→ What to do:
The records that follow are to be repeated without alteration.

--------------------------------------------------

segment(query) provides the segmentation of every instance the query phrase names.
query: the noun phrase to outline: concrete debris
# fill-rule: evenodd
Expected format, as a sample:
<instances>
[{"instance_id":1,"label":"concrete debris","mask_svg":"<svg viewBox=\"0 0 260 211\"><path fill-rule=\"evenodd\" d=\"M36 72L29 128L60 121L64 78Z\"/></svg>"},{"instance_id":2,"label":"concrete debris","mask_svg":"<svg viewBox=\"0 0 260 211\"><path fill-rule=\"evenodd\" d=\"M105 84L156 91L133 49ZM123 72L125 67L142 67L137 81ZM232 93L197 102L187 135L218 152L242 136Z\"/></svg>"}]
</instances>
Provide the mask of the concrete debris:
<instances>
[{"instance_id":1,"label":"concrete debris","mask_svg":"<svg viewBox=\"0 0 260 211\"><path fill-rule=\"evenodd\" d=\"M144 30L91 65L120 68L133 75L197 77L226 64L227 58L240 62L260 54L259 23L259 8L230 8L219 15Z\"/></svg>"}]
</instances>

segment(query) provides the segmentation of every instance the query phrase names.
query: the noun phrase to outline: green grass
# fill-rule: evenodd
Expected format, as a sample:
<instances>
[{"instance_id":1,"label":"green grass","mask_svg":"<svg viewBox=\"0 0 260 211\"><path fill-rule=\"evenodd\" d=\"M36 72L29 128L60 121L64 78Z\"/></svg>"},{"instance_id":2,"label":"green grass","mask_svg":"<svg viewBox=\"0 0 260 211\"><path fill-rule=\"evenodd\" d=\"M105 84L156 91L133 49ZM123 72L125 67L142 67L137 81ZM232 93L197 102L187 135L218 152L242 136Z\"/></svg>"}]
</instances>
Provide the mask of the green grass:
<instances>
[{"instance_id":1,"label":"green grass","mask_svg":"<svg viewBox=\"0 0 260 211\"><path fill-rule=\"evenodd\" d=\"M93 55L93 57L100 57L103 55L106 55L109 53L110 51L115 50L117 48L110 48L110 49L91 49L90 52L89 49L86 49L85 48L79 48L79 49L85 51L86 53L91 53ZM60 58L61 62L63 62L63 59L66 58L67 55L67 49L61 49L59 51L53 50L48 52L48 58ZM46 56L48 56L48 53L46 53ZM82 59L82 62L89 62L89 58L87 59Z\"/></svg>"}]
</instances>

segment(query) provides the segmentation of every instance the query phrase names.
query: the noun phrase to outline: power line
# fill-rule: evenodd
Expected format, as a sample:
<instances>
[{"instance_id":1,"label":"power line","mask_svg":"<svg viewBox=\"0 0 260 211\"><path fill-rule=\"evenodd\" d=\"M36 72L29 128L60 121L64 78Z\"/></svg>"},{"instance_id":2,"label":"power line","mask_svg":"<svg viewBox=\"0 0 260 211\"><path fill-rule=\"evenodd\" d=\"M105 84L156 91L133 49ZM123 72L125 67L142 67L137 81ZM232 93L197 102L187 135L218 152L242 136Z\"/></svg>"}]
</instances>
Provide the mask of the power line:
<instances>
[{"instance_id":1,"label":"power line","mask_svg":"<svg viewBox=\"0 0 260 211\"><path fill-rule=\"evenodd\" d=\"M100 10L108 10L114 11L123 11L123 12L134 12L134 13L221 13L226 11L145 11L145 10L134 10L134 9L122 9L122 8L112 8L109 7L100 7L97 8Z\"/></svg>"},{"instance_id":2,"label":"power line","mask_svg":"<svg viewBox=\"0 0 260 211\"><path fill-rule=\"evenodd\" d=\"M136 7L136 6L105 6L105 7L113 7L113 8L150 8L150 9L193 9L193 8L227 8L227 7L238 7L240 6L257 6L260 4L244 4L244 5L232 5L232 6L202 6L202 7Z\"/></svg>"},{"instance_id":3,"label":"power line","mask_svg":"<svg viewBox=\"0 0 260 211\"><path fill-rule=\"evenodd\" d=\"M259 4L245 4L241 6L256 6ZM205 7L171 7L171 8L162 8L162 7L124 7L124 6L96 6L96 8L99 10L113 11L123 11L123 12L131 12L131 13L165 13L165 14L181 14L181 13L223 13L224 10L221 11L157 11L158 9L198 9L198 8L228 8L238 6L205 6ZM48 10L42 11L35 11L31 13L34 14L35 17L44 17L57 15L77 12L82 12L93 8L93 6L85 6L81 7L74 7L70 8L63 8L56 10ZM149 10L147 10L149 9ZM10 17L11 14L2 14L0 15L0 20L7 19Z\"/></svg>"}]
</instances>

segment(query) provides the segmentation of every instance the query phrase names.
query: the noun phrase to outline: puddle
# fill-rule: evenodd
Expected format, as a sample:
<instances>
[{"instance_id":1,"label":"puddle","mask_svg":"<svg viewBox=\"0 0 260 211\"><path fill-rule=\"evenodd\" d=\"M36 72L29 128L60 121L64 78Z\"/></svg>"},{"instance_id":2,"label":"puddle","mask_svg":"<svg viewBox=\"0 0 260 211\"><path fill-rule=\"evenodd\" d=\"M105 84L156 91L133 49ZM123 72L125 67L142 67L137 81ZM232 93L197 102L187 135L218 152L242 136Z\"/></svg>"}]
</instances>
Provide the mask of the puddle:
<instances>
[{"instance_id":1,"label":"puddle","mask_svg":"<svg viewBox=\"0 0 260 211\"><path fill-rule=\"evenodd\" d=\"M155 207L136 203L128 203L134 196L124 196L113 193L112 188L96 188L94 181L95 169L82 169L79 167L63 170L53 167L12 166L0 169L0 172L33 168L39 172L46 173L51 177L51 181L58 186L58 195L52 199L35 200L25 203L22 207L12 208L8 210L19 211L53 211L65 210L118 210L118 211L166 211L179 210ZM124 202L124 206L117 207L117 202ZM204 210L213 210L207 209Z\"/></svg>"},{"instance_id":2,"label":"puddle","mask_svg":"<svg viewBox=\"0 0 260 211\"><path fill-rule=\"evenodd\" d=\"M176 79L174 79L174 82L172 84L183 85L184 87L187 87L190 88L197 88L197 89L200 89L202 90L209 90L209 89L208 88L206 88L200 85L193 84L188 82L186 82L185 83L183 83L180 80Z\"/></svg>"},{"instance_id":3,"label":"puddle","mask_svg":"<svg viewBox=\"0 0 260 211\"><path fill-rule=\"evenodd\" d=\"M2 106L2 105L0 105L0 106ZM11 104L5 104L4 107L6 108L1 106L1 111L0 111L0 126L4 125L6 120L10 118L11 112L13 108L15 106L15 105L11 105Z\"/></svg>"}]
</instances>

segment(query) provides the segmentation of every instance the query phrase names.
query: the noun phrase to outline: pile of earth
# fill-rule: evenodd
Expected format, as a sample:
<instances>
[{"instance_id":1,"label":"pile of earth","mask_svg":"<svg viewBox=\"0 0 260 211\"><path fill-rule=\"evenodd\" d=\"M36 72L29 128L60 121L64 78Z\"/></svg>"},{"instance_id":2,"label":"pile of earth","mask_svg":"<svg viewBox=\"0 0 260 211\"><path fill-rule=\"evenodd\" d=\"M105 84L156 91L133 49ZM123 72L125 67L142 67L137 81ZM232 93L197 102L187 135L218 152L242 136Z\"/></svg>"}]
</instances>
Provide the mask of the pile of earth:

--------------------------------------------------

→ Written reply:
segment(query) provides the segmentation of every instance the query phrase names.
query: the noun phrase to outline: concrete debris
# fill-rule: evenodd
Expected format, as a sample:
<instances>
[{"instance_id":1,"label":"concrete debris","mask_svg":"<svg viewBox=\"0 0 260 211\"><path fill-rule=\"evenodd\" d=\"M36 72L29 128L60 121L64 78Z\"/></svg>"},{"instance_id":2,"label":"concrete debris","mask_svg":"<svg viewBox=\"0 0 260 211\"><path fill-rule=\"evenodd\" d=\"M105 84L156 91L133 49ZM123 72L125 67L142 67L137 81ZM232 93L197 102L187 135L218 152L242 136Z\"/></svg>"}]
</instances>
Provide the mask of the concrete debris:
<instances>
[{"instance_id":1,"label":"concrete debris","mask_svg":"<svg viewBox=\"0 0 260 211\"><path fill-rule=\"evenodd\" d=\"M144 30L91 65L120 68L133 75L197 77L226 64L227 58L240 62L260 54L259 23L259 8L230 8L219 15Z\"/></svg>"}]
</instances>

segment(query) provides the segmentation of every instance the query phrase names.
query: the noun phrase to outline: green grass
# fill-rule: evenodd
Expected format, as a sample:
<instances>
[{"instance_id":1,"label":"green grass","mask_svg":"<svg viewBox=\"0 0 260 211\"><path fill-rule=\"evenodd\" d=\"M36 72L29 128L60 121L64 78Z\"/></svg>"},{"instance_id":2,"label":"green grass","mask_svg":"<svg viewBox=\"0 0 260 211\"><path fill-rule=\"evenodd\" d=\"M105 84L156 91L133 49ZM123 72L125 67L142 67L137 81ZM232 93L197 102L187 135L218 152L242 136Z\"/></svg>"}]
</instances>
Provide the mask of the green grass:
<instances>
[{"instance_id":1,"label":"green grass","mask_svg":"<svg viewBox=\"0 0 260 211\"><path fill-rule=\"evenodd\" d=\"M93 55L93 57L100 57L103 55L106 55L109 53L110 51L115 50L117 48L110 48L110 49L91 49L90 52L89 49L86 49L85 48L79 48L79 49L85 51L86 53L91 53ZM60 58L61 62L63 62L63 59L66 58L67 55L67 49L61 49L59 51L53 50L48 52L48 58ZM46 56L48 56L48 53L46 53ZM82 59L82 62L89 62L89 58L87 59Z\"/></svg>"}]
</instances>

segment(query) provides the segmentation of every instance the query phrase names.
query: the noun phrase to outline: power line
# fill-rule: evenodd
Expected format, as a sample:
<instances>
[{"instance_id":1,"label":"power line","mask_svg":"<svg viewBox=\"0 0 260 211\"><path fill-rule=\"evenodd\" d=\"M36 72L29 128L60 121L64 78Z\"/></svg>"},{"instance_id":2,"label":"power line","mask_svg":"<svg viewBox=\"0 0 260 211\"><path fill-rule=\"evenodd\" d=\"M105 84L156 91L133 49ZM123 72L125 67L142 67L137 81ZM232 93L197 102L187 135L218 152L242 136Z\"/></svg>"}]
</instances>
Provide the mask of the power line:
<instances>
[{"instance_id":1,"label":"power line","mask_svg":"<svg viewBox=\"0 0 260 211\"><path fill-rule=\"evenodd\" d=\"M100 10L108 10L114 11L123 11L123 12L134 12L134 13L221 13L226 11L145 11L145 10L134 10L134 9L122 9L122 8L112 8L109 7L100 7L97 8Z\"/></svg>"},{"instance_id":2,"label":"power line","mask_svg":"<svg viewBox=\"0 0 260 211\"><path fill-rule=\"evenodd\" d=\"M136 7L136 6L105 6L105 7L113 7L113 8L150 8L150 9L193 9L193 8L227 8L227 7L238 7L240 6L257 6L260 4L244 4L244 5L232 5L232 6L202 6L202 7Z\"/></svg>"},{"instance_id":3,"label":"power line","mask_svg":"<svg viewBox=\"0 0 260 211\"><path fill-rule=\"evenodd\" d=\"M259 4L245 4L241 6L256 6ZM205 7L171 7L171 8L162 8L162 7L124 7L124 6L96 6L96 8L99 10L113 11L123 11L123 12L131 12L131 13L165 13L165 14L181 14L181 13L223 13L224 10L221 11L157 11L158 9L198 9L198 8L228 8L238 6L205 6ZM48 10L42 11L35 11L31 13L34 14L35 17L44 17L57 15L77 12L82 12L93 8L93 6L85 6L81 7L74 7L70 8L63 8L56 10ZM149 10L147 10L149 9ZM10 17L11 14L2 14L0 15L0 20L7 19Z\"/></svg>"}]
</instances>

segment(query) provides the segmentation of every instance the query phrase names.
query: the noun phrase to outline: puddle
# fill-rule: evenodd
Expected format, as a sample:
<instances>
[{"instance_id":1,"label":"puddle","mask_svg":"<svg viewBox=\"0 0 260 211\"><path fill-rule=\"evenodd\" d=\"M36 72L29 128L60 121L64 78Z\"/></svg>"},{"instance_id":2,"label":"puddle","mask_svg":"<svg viewBox=\"0 0 260 211\"><path fill-rule=\"evenodd\" d=\"M105 84L156 91L133 49ZM123 72L125 67L142 67L137 81ZM232 93L197 102L187 135L218 152L242 136Z\"/></svg>"}]
</instances>
Provide the mask of the puddle:
<instances>
[{"instance_id":1,"label":"puddle","mask_svg":"<svg viewBox=\"0 0 260 211\"><path fill-rule=\"evenodd\" d=\"M155 207L136 203L128 203L134 196L124 196L113 193L112 188L96 188L94 181L95 169L82 169L79 167L63 170L53 167L12 166L0 169L0 172L33 168L39 172L46 173L51 177L51 181L58 186L58 195L52 199L35 200L25 203L22 207L12 208L8 210L19 211L53 211L65 210L118 210L118 211L166 211L179 210ZM124 202L124 206L117 207L117 202ZM204 210L213 210L207 209Z\"/></svg>"},{"instance_id":2,"label":"puddle","mask_svg":"<svg viewBox=\"0 0 260 211\"><path fill-rule=\"evenodd\" d=\"M176 79L174 79L174 82L172 84L183 85L184 87L187 87L190 88L197 88L197 89L200 89L202 90L209 90L209 89L208 88L206 88L200 85L193 84L188 82L186 82L185 83L183 83L180 80Z\"/></svg>"},{"instance_id":3,"label":"puddle","mask_svg":"<svg viewBox=\"0 0 260 211\"><path fill-rule=\"evenodd\" d=\"M2 106L2 105L0 105L0 106ZM11 104L5 104L4 107L6 108L1 106L1 111L0 111L0 126L4 125L6 120L10 118L11 112L13 108L15 106L15 105L11 105Z\"/></svg>"}]
</instances>

segment(query) provides the segmentation of every instance the query phrase names.
query: the noun phrase to outline: pile of earth
# fill-rule: evenodd
Expected format, as a sample:
<instances>
[{"instance_id":1,"label":"pile of earth","mask_svg":"<svg viewBox=\"0 0 260 211\"><path fill-rule=\"evenodd\" d=\"M36 72L29 128L60 121L64 78Z\"/></svg>"},{"instance_id":2,"label":"pile of earth","mask_svg":"<svg viewBox=\"0 0 260 211\"><path fill-rule=\"evenodd\" d=\"M105 84L156 91L133 49ZM123 72L125 67L142 67L137 81ZM232 93L197 102L187 135L218 152L242 136Z\"/></svg>"}]
</instances>
Provide the mask of the pile of earth:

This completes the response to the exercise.